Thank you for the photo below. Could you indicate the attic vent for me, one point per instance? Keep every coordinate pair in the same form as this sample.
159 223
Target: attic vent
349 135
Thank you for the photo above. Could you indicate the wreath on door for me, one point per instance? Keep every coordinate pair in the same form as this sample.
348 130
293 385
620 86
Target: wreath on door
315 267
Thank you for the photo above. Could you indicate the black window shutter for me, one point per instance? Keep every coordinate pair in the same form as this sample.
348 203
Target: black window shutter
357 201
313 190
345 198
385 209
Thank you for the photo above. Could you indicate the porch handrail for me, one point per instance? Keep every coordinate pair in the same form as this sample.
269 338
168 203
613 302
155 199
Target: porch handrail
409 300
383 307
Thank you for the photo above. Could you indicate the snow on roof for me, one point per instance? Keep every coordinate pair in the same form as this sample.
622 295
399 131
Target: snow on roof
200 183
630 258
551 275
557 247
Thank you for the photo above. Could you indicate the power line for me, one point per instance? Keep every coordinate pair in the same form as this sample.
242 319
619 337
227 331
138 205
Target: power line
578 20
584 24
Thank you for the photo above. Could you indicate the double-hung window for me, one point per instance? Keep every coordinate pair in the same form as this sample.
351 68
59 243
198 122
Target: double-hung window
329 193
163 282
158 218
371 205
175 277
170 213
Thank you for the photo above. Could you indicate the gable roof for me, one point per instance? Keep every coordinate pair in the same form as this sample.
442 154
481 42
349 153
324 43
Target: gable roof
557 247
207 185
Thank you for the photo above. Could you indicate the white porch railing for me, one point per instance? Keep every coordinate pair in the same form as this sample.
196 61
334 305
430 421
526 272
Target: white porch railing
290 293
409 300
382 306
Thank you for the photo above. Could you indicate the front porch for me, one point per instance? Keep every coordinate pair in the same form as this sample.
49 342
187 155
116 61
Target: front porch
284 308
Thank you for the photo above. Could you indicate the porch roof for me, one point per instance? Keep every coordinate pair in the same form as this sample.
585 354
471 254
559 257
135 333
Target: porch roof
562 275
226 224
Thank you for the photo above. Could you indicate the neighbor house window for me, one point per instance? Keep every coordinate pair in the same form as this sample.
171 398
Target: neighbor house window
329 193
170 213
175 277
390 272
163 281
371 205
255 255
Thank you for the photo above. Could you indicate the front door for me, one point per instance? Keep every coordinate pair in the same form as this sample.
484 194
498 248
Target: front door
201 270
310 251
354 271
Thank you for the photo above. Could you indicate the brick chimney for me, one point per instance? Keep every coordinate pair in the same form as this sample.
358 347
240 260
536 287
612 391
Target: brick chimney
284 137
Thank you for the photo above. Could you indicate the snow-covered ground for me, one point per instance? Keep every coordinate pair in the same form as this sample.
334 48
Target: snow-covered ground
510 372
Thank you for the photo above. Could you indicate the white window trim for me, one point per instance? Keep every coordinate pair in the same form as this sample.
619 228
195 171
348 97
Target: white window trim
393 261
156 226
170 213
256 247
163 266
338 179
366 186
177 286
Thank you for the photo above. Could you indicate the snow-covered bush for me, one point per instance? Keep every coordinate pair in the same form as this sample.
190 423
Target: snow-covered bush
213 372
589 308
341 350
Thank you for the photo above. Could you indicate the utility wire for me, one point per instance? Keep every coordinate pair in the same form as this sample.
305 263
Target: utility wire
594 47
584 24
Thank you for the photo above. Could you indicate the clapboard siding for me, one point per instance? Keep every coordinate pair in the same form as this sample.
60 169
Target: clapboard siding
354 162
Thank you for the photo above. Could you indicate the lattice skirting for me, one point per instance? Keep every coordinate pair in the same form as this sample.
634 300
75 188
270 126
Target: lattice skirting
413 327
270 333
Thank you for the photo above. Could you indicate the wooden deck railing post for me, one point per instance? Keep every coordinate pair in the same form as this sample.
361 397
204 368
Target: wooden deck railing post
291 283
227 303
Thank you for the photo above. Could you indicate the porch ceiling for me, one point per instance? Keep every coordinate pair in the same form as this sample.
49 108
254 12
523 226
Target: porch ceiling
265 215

______

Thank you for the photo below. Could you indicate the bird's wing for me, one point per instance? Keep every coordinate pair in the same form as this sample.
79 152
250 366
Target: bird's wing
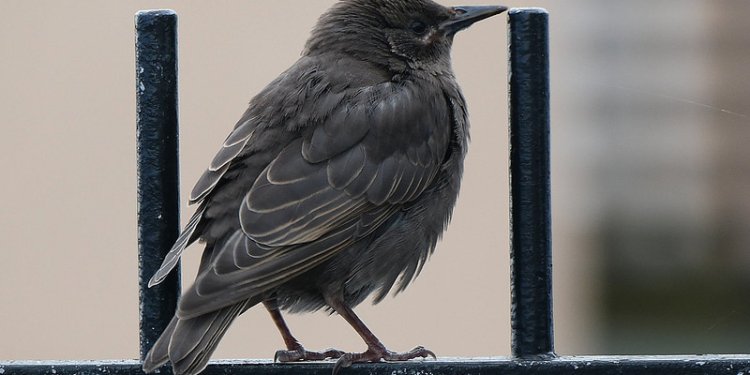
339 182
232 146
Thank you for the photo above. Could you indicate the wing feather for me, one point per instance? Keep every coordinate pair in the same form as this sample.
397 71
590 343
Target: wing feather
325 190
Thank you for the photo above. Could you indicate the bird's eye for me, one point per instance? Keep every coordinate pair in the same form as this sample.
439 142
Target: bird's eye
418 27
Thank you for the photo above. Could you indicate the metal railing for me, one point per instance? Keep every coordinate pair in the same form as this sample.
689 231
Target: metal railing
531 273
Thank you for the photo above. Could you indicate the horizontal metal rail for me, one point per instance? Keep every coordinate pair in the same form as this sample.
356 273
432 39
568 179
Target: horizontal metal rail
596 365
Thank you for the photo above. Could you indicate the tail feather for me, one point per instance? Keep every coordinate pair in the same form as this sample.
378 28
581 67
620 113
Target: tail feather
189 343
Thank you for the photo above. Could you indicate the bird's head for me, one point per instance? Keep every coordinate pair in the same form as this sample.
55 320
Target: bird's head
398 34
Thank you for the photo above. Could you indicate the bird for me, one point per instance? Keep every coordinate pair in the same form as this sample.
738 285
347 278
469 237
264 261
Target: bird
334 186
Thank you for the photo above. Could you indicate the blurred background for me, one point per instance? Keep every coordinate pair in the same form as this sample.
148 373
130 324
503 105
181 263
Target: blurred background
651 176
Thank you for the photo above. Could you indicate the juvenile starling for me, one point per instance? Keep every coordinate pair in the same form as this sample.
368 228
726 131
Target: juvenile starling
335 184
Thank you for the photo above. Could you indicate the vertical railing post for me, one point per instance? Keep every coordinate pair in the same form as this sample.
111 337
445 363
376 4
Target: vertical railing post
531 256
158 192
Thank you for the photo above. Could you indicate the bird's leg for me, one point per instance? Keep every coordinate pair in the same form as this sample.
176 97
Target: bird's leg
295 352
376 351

______

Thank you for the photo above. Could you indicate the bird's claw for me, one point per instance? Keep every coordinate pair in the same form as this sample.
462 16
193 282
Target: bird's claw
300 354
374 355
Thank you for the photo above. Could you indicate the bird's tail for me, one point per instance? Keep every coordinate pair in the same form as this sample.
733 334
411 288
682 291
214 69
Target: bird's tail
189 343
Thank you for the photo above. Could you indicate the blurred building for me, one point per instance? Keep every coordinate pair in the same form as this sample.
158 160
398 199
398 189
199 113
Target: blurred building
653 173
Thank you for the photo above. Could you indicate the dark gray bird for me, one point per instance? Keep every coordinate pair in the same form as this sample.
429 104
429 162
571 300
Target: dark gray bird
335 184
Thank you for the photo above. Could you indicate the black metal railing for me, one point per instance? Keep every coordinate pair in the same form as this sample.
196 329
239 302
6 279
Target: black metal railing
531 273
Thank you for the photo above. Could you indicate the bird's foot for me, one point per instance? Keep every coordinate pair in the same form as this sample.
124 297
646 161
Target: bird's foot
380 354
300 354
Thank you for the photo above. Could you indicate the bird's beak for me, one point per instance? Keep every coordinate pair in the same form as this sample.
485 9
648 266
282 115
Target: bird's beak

______

Report every line in the entries above that contains the word "starling", matching case exactly.

(REPLY):
Thank you for the photo above. Could you indicate the juvenile starling for me, one point per instance? Keep every coordinate pair in the same form as this sample.
Target: juvenile starling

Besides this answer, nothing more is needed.